- EXERCISE: Please repeat all of the listing exactly.

++++ RECORD SET

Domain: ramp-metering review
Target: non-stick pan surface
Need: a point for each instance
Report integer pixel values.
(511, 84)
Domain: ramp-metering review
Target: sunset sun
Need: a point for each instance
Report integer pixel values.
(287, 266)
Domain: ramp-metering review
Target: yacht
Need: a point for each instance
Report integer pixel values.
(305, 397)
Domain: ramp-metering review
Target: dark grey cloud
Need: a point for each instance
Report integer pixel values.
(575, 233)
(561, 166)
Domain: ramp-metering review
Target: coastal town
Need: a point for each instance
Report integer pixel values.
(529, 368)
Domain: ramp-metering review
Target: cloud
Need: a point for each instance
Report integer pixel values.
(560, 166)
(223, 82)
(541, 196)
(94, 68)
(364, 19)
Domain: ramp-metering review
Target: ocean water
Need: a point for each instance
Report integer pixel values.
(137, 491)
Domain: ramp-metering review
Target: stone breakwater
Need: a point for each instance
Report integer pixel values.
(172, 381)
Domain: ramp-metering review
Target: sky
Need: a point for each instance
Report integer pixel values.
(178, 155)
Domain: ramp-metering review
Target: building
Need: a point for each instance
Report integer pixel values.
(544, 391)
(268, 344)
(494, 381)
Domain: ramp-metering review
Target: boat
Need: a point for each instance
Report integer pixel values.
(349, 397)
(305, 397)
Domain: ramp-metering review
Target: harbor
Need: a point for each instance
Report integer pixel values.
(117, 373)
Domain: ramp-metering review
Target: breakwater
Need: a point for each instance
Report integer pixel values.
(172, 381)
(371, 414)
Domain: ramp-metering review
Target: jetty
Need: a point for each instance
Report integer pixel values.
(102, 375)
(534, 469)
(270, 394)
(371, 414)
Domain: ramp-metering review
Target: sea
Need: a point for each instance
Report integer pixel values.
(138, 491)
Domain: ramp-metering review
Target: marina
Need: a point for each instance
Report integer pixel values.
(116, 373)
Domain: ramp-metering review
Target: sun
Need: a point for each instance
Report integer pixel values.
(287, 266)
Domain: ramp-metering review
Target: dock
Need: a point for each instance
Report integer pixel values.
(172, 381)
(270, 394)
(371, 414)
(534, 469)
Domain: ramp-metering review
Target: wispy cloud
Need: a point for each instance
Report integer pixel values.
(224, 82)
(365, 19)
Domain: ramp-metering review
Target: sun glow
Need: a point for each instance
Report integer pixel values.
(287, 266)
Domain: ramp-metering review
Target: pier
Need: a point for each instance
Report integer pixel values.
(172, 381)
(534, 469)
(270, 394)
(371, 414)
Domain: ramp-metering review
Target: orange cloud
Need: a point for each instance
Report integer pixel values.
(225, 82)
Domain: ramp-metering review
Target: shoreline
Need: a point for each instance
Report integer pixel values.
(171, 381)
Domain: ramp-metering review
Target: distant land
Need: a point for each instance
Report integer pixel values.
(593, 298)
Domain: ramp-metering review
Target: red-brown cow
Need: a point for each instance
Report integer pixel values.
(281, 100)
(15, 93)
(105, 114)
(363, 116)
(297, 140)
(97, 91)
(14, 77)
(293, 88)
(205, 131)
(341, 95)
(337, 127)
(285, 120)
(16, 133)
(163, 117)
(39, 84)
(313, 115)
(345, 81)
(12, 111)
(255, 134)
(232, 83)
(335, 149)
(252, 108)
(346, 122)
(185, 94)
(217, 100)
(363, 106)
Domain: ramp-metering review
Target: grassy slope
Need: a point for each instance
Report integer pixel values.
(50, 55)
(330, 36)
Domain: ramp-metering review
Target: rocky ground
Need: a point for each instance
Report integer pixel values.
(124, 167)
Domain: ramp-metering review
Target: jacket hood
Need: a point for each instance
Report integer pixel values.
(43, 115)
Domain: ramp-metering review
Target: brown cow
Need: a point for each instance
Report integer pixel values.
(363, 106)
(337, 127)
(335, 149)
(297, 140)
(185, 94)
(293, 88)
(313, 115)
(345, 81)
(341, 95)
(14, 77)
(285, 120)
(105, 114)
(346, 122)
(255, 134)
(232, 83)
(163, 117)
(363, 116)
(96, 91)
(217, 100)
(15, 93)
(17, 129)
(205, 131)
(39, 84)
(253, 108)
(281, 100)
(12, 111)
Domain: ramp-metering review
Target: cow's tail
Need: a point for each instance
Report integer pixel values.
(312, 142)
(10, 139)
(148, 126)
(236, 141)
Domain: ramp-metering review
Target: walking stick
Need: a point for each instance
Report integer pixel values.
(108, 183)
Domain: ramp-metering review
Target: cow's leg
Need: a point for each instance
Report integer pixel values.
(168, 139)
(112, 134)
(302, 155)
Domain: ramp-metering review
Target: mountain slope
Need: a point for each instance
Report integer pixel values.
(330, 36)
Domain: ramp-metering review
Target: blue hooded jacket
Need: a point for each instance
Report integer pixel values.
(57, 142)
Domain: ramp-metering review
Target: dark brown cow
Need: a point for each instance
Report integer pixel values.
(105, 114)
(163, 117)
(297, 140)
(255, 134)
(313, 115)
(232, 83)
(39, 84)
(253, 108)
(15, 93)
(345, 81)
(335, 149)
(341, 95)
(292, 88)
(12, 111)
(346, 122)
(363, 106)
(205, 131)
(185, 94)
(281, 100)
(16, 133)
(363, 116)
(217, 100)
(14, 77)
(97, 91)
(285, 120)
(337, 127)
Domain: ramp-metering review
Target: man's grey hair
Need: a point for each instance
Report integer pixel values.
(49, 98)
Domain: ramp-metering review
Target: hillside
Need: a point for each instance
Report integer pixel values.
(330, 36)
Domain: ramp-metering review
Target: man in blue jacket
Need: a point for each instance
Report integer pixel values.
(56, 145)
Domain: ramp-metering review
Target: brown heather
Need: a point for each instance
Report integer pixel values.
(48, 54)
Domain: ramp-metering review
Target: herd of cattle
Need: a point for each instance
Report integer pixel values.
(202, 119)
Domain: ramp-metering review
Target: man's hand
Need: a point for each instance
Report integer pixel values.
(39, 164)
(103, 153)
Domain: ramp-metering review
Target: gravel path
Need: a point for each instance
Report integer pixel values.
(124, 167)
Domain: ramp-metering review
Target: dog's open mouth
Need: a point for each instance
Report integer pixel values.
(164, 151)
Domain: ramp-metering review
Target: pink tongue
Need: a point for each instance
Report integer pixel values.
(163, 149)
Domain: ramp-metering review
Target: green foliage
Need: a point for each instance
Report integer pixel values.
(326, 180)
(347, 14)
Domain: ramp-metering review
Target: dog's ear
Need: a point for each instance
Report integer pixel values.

++++++++

- YOUR RESPONSE:
Domain: ramp-metering review
Target: non-stick pan surface
Need: a point for each instance
Report integer pixel values.
(511, 84)
Domain: ramp-metering review
Target: sunset sun
Need: a point for each instance
Report integer pixel values.
(287, 266)
Domain: ramp-metering review
Target: yacht
Need: a point for each instance
Report integer pixel values.
(305, 397)
Domain: ramp-metering review
Target: dark grey cloud
Need: a point for each instance
Report integer pixel values.
(575, 233)
(561, 166)
Domain: ramp-metering review
Target: coastal town
Need: a point for each instance
Report integer pixel values.
(529, 368)
Domain: ramp-metering review
Target: cloud
Need: a point for each instance
Report integer pixel values.
(560, 166)
(223, 82)
(541, 196)
(94, 68)
(364, 19)
Domain: ramp-metering review
Target: ocean water
Need: a point for each instance
Report integer pixel values.
(137, 491)
Domain: ramp-metering review
Target: stone breakwater
Need: a point for each instance
Report integer pixel values.
(172, 381)
Domain: ramp-metering review
Target: sky
Need: a point for each instance
Report integer pixel values.
(178, 155)
Domain: ramp-metering review
Target: building
Need: a point for each instance
Report integer pixel values.
(544, 391)
(268, 344)
(494, 381)
Domain: ramp-metering review
Target: boat
Need: a point for each instance
Report integer pixel values.
(349, 397)
(305, 397)
Domain: ramp-metering review
Target: harbor
Need: a point for each instance
Report integer pixel values.
(117, 373)
Domain: ramp-metering review
Target: breakwater
Need: a point for each instance
Report integer pixel values.
(172, 381)
(371, 414)
Domain: ramp-metering review
Target: jetty
Need: a point for each instance
Report integer pixel values.
(102, 375)
(534, 469)
(270, 394)
(371, 414)
Domain: ramp-metering review
Target: sea
Need: a point for each instance
Report integer pixel values.
(138, 491)
Domain: ramp-metering review
Target: marina
Need: a point for each instance
Report integer pixel values.
(116, 373)
Domain: ramp-metering review
Target: sun
Need: a point for each instance
Report integer pixel values.
(287, 266)
Domain: ramp-metering review
Target: dock
Need: a point for each instance
Report integer pixel values.
(172, 381)
(270, 394)
(371, 414)
(534, 469)
Domain: ramp-metering review
Target: wispy cloud
Need: a point for each instance
Report integer pixel values.
(224, 82)
(365, 19)
Domain: ramp-metering review
Target: sun glow
Need: a point for each instance
Report integer pixel values.
(287, 266)
Domain: ramp-metering review
Target: pier
Need: a point for each instance
Report integer pixel values.
(172, 381)
(534, 469)
(270, 394)
(371, 414)
Domain: ramp-metering review
Target: orange cloud
Need: a point for each instance
Report integer pixel values.
(225, 82)
Domain: ramp-metering review
Target: shoreline
Need: a point for each instance
Report integer pixel values.
(171, 381)
Domain: ramp-metering review
Target: distant land
Need: a point for each instance
Report integer pixel values.
(593, 298)
Domain: ramp-metering review
Target: red-brown cow
Need: a point for each instance
Report integer pixel values.
(281, 100)
(15, 93)
(105, 114)
(363, 116)
(297, 140)
(97, 91)
(14, 77)
(293, 88)
(205, 131)
(341, 95)
(337, 127)
(285, 120)
(16, 133)
(163, 117)
(39, 84)
(313, 115)
(345, 81)
(12, 111)
(255, 134)
(232, 83)
(335, 149)
(252, 108)
(346, 122)
(185, 94)
(217, 100)
(363, 106)
Domain: ramp-metering review
Target: grassy slope
Need: a point for each instance
Report integer pixel values.
(50, 55)
(330, 36)
Domain: ramp-metering review
Target: rocky ground
Need: a point for each instance
Report integer pixel values.
(124, 167)
Domain: ramp-metering review
Target: jacket hood
Need: a point for each instance
Report integer pixel values.
(43, 115)
Domain: ramp-metering review
Target: brown cow
Need: a point for each instance
Report integer pixel values.
(363, 106)
(337, 127)
(335, 149)
(297, 140)
(185, 94)
(293, 88)
(313, 115)
(345, 81)
(341, 95)
(14, 77)
(285, 120)
(105, 114)
(346, 122)
(255, 134)
(232, 83)
(163, 117)
(363, 116)
(96, 91)
(217, 100)
(15, 93)
(17, 129)
(205, 131)
(39, 84)
(253, 108)
(281, 100)
(12, 111)
Domain: ramp-metering review
Target: cow's tail
Need: a point for each instance
Report integer pixel values.
(312, 142)
(10, 139)
(148, 126)
(236, 141)
Domain: ramp-metering review
Target: walking stick
Need: a point for each instance
Report integer pixel values.
(108, 183)
Domain: ramp-metering review
Target: cow's leg
Need: a point for each instance
Report integer pixel values.
(168, 139)
(112, 134)
(302, 155)
Domain: ramp-metering review
Target: mountain slope
Need: a point for each instance
Report integer pixel values.
(330, 36)
Domain: ramp-metering review
Target: blue hooded jacket
Need: a point for each instance
Report integer pixel values.
(57, 142)
Domain: ramp-metering review
Target: dark brown cow
Need: a point for each instance
Report integer pixel values.
(105, 114)
(163, 117)
(297, 140)
(255, 134)
(313, 115)
(232, 83)
(39, 84)
(253, 108)
(15, 93)
(345, 81)
(335, 149)
(341, 95)
(292, 88)
(12, 111)
(346, 122)
(363, 106)
(205, 131)
(185, 94)
(281, 100)
(16, 133)
(363, 116)
(217, 100)
(14, 77)
(97, 91)
(285, 120)
(337, 127)
Domain: ramp-metering review
Target: man's grey hair
Need: a point for each instance
Report integer pixel values.
(49, 98)
Domain: ramp-metering review
Target: hillside
Need: a point for each instance
Report integer pixel values.
(330, 36)
Domain: ramp-metering review
Target: man in blue jacket
Need: a point for each instance
Report integer pixel values.
(56, 145)
Domain: ramp-metering review
Target: brown heather
Need: a point for each instance
Report integer pixel values.
(48, 54)
Domain: ramp-metering review
Target: herd of cattle
Need: a point for each instance
Report integer pixel values.
(202, 119)
Domain: ramp-metering review
Target: man's hand
Need: a point for each instance
Report integer pixel values.
(39, 164)
(103, 153)
Domain: ramp-metering review
Target: gravel path
Need: a point for each instance
Report integer pixel values.
(124, 167)
Domain: ramp-metering review
Target: dog's open mouth
Need: a point for each instance
Report integer pixel values.
(164, 151)
Domain: ramp-metering review
Target: pink tongue
Need: a point for each instance
Report integer pixel values.
(163, 149)
Domain: ramp-metering review
Target: green foliage
Need: a point for each instance
Report integer pixel values.
(326, 180)
(347, 14)
Domain: ramp-metering review
Target: dog's ear
Need: a point for each instance
Report integer pixel values.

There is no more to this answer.